[Excerpts from location labeling data]

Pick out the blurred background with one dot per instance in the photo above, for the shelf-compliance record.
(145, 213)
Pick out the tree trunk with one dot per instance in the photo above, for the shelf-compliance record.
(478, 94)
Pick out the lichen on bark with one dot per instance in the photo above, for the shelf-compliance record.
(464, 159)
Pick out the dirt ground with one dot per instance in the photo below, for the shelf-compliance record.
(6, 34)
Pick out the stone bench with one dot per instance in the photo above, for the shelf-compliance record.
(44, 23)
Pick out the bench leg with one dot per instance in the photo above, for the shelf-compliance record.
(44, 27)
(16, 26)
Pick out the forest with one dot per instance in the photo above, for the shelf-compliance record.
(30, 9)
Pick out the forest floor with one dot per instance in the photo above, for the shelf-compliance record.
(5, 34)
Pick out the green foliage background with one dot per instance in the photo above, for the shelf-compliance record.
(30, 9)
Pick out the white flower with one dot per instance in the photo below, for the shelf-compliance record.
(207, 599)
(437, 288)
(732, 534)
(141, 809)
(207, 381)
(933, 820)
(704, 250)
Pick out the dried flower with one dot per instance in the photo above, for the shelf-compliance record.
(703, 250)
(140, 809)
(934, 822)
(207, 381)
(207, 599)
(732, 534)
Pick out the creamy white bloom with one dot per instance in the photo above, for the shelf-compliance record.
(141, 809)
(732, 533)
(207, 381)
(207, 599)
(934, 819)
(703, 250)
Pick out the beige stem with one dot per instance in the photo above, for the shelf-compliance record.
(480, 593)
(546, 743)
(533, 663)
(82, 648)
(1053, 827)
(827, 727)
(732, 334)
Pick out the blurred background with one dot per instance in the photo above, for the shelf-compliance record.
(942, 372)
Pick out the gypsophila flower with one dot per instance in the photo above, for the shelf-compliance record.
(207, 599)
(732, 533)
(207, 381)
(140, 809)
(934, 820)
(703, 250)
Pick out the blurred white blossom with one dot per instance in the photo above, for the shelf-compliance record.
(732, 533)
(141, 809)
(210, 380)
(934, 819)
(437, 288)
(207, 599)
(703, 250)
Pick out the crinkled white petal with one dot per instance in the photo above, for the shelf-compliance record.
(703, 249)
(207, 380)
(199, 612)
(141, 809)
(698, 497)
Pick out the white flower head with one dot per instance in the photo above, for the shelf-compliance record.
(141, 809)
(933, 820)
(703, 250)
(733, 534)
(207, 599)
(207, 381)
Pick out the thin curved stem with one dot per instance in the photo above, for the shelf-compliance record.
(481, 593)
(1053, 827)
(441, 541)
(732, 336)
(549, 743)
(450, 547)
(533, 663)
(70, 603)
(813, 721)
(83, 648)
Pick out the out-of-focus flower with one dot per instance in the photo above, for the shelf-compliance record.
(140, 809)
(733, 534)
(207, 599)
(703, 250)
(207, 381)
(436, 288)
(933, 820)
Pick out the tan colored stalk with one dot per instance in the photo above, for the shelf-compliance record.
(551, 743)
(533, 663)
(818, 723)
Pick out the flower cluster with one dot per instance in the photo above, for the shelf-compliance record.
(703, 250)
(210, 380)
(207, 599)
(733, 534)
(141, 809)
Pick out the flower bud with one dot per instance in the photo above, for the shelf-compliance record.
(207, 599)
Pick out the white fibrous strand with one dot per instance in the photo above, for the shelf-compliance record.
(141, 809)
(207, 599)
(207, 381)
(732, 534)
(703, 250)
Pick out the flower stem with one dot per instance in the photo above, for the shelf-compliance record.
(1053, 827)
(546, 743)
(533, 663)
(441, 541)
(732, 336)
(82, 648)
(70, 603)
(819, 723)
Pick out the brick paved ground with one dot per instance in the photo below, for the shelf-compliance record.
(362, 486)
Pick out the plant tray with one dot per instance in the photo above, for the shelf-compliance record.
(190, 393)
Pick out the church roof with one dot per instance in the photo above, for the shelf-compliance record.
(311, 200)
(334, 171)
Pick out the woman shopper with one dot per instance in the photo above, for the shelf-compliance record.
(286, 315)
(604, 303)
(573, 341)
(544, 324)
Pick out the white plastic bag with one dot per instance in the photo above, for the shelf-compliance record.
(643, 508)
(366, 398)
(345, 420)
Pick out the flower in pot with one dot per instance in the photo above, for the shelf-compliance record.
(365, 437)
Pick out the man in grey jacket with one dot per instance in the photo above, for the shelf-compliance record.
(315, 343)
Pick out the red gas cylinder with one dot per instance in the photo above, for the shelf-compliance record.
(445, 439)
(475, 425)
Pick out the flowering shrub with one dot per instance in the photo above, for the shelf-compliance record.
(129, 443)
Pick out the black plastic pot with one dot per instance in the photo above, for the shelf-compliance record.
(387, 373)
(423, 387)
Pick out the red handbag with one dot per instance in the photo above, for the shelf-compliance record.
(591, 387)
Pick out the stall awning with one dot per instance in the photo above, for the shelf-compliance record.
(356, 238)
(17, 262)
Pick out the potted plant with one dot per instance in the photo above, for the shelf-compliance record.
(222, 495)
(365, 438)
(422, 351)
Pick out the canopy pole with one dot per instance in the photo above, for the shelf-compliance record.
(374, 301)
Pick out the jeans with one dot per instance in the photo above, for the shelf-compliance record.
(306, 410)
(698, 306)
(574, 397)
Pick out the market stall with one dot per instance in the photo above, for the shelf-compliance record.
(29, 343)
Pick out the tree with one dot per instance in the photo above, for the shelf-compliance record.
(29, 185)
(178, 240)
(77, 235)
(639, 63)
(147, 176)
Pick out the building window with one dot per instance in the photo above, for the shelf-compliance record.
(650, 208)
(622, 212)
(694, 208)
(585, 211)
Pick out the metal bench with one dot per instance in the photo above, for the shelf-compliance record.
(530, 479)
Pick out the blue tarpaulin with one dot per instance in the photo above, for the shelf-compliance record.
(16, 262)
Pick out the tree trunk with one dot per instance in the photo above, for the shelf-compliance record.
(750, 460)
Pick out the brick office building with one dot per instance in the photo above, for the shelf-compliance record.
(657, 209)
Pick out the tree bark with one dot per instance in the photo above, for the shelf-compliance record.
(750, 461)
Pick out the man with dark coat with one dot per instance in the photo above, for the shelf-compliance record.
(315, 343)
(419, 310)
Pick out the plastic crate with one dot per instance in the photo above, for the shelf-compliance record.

> **THE PROBLEM**
Convert the entries above into a JSON list of strings, with one string per line and blank lines omitted.

> **FULL SOLUTION**
[
  "Pick out the blurred background with one dot per instance in the photo above, for the shelf-compliance record.",
  "(145, 213)",
  "Pick out the tree trunk with one dot per instance in the photo above, for the shelf-compliance record.",
  "(478, 94)",
  "Pick out the lichen on bark with one dot per instance in the photo above, for the shelf-compliance record.",
  "(464, 159)",
  "Pick out the dirt ground with one dot per instance in the photo below, for the shelf-compliance record.",
  "(6, 34)",
  "Pick out the stone bench with one dot per instance in the photo above, for the shelf-compliance record.",
  "(44, 23)",
  "Pick out the bench leg with one dot per instance in the photo above, for the shelf-compliance record.",
  "(44, 27)",
  "(16, 26)",
  "Pick out the forest with one dot per instance in the photo above, for the shelf-compliance record.",
  "(30, 9)",
  "Pick out the forest floor with one dot per instance in the photo above, for the shelf-compliance record.",
  "(5, 34)",
  "Pick out the green foliage background with one dot per instance in the photo above, for the shelf-compliance record.",
  "(30, 9)",
  "Pick out the white flower with one dot per instance in the photo below, for the shelf-compliance record.",
  "(207, 599)",
  "(437, 288)",
  "(732, 534)",
  "(141, 809)",
  "(207, 381)",
  "(933, 820)",
  "(704, 250)",
  "Pick out the dried flower with one dot per instance in the photo above, for the shelf-compliance record.",
  "(703, 250)",
  "(140, 809)",
  "(934, 822)",
  "(207, 381)",
  "(207, 599)",
  "(732, 534)",
  "Pick out the creamy white bloom with one dot per instance in the photo above, for the shelf-compliance record.",
  "(141, 809)",
  "(732, 533)",
  "(207, 381)",
  "(207, 599)",
  "(934, 819)",
  "(703, 250)",
  "Pick out the beige stem with one dot per instance in the photo above, for the shelf-compliance record.",
  "(480, 593)",
  "(546, 743)",
  "(533, 663)",
  "(82, 648)",
  "(1053, 827)",
  "(827, 727)",
  "(732, 334)",
  "Pick out the blurred background with one dot per instance in the photo above, for the shelf-compliance record.",
  "(942, 372)",
  "Pick out the gypsophila flower with one dot per instance in the photo above, for the shelf-compliance record.",
  "(207, 599)",
  "(732, 533)",
  "(207, 381)",
  "(140, 809)",
  "(934, 820)",
  "(703, 250)",
  "Pick out the blurred white blossom with one dot per instance in the photo above, for the shelf-compliance record.",
  "(732, 533)",
  "(141, 809)",
  "(210, 380)",
  "(934, 819)",
  "(437, 288)",
  "(207, 599)",
  "(703, 250)",
  "Pick out the crinkled white petal with one dot per instance in the photo above, for the shelf-compliance record.",
  "(703, 249)",
  "(207, 380)",
  "(199, 612)",
  "(141, 809)",
  "(698, 497)",
  "Pick out the white flower head with one dot per instance in the photo above, for the shelf-compliance record.",
  "(141, 809)",
  "(933, 820)",
  "(703, 250)",
  "(733, 534)",
  "(207, 599)",
  "(207, 381)",
  "Pick out the thin curved stem with one dot per instance in the photo above, for the shelf-compliance record.",
  "(481, 593)",
  "(1053, 827)",
  "(441, 541)",
  "(732, 336)",
  "(549, 743)",
  "(450, 547)",
  "(533, 663)",
  "(70, 603)",
  "(813, 721)",
  "(83, 648)",
  "Pick out the out-of-focus flower with one dot per instance in the photo above, for the shelf-compliance record.",
  "(140, 809)",
  "(733, 534)",
  "(207, 599)",
  "(703, 250)",
  "(207, 381)",
  "(436, 288)",
  "(933, 820)",
  "Pick out the tan colored stalk with one dot per instance in the photo above, for the shelf-compliance record.",
  "(551, 743)",
  "(533, 663)",
  "(818, 723)",
  "Pick out the flower cluster with one dot per instance in the photo above, for the shelf-compliance record.",
  "(703, 250)",
  "(210, 380)",
  "(207, 599)",
  "(733, 534)",
  "(141, 809)",
  "Pick out the flower bud with one dot per instance in the photo above, for the shelf-compliance record.",
  "(207, 599)",
  "Pick out the white fibrous strand with one dot per instance in the photo above, for the shelf-compliance record.",
  "(141, 809)",
  "(207, 599)",
  "(207, 381)",
  "(732, 534)",
  "(703, 250)",
  "Pick out the flower stem with one dot per instance in the photo above, for the shelf-compliance record.",
  "(1053, 827)",
  "(546, 743)",
  "(533, 663)",
  "(441, 541)",
  "(732, 336)",
  "(82, 648)",
  "(70, 603)",
  "(819, 723)",
  "Pick out the brick paved ground with one dot per instance in the photo below, for the shelf-compliance record.",
  "(362, 486)",
  "Pick out the plant tray with one dot per instance in the photo above, for the shelf-compliance record.",
  "(190, 393)",
  "Pick out the church roof with one dot per instance in the photo above, for the shelf-compliance record.",
  "(311, 200)",
  "(334, 171)",
  "Pick out the woman shopper with one dot per instance in the photo above, for the shelf-compliance record.",
  "(286, 315)",
  "(604, 303)",
  "(573, 341)",
  "(544, 324)",
  "Pick out the white plastic bag with one dot per instance in the photo above, for the shelf-compliance record.",
  "(643, 508)",
  "(366, 398)",
  "(345, 420)",
  "Pick out the flower in pot with one dot per instance in the photo above, for the shelf-compliance record.",
  "(365, 437)",
  "Pick out the man in grey jacket with one dot per instance in the photo above, for the shelf-compliance record.",
  "(315, 343)",
  "Pick out the red gas cylinder with one dot per instance in the photo above, for the shelf-compliance record.",
  "(445, 439)",
  "(475, 425)",
  "Pick out the flowering shrub with one dot per instance in the photo above, for the shelf-compliance record.",
  "(129, 443)",
  "Pick out the black plastic pot with one dot per instance in the photo above, for the shelf-compliance record.",
  "(387, 373)",
  "(423, 387)",
  "Pick out the red handbag with one dot per instance in the photo above, for the shelf-compliance record.",
  "(591, 387)",
  "Pick out the stall awning with one dot per instance in the photo above, for the shelf-compliance record.",
  "(356, 238)",
  "(17, 262)",
  "Pick out the potted plant with one dot per instance in the photo above, for the shelf-compliance record.",
  "(222, 495)",
  "(365, 438)",
  "(422, 351)",
  "Pick out the canopy pole with one dot per instance in the photo above, for the shelf-compliance record.",
  "(374, 301)",
  "Pick out the jeans with one dot per instance in the photo above, for the shelf-compliance record.",
  "(306, 410)",
  "(698, 306)",
  "(574, 397)",
  "Pick out the market stall with one dot per instance in the photo above, for the shelf-compliance record.",
  "(29, 343)",
  "Pick out the tree with one dot per instance in the photo above, for the shelf-compliance record.",
  "(29, 185)",
  "(178, 240)",
  "(77, 235)",
  "(639, 63)",
  "(147, 176)",
  "Pick out the building window with one dot per instance in the photo above, for the shelf-compliance record.",
  "(650, 208)",
  "(622, 212)",
  "(694, 208)",
  "(585, 211)",
  "Pick out the metal bench with one dot per instance in the photo above, for the shelf-compliance record.",
  "(530, 479)",
  "Pick out the blue tarpaulin with one dot per instance in the photo above, for the shelf-compliance record.",
  "(16, 262)",
  "Pick out the tree trunk with one dot per instance in the photo above, for the shelf-compliance record.",
  "(750, 460)",
  "Pick out the brick office building with one dot per instance in the photo above, for the shelf-compliance record.",
  "(657, 209)",
  "Pick out the tree bark with one dot per instance in the photo above, for the shelf-compliance record.",
  "(750, 461)",
  "Pick out the man with dark coat with one dot per instance in the photo above, for the shelf-compliance record.",
  "(315, 343)",
  "(419, 310)",
  "Pick out the plastic crate with one dot per instance in the photo above, for the shelf-compliance record."
]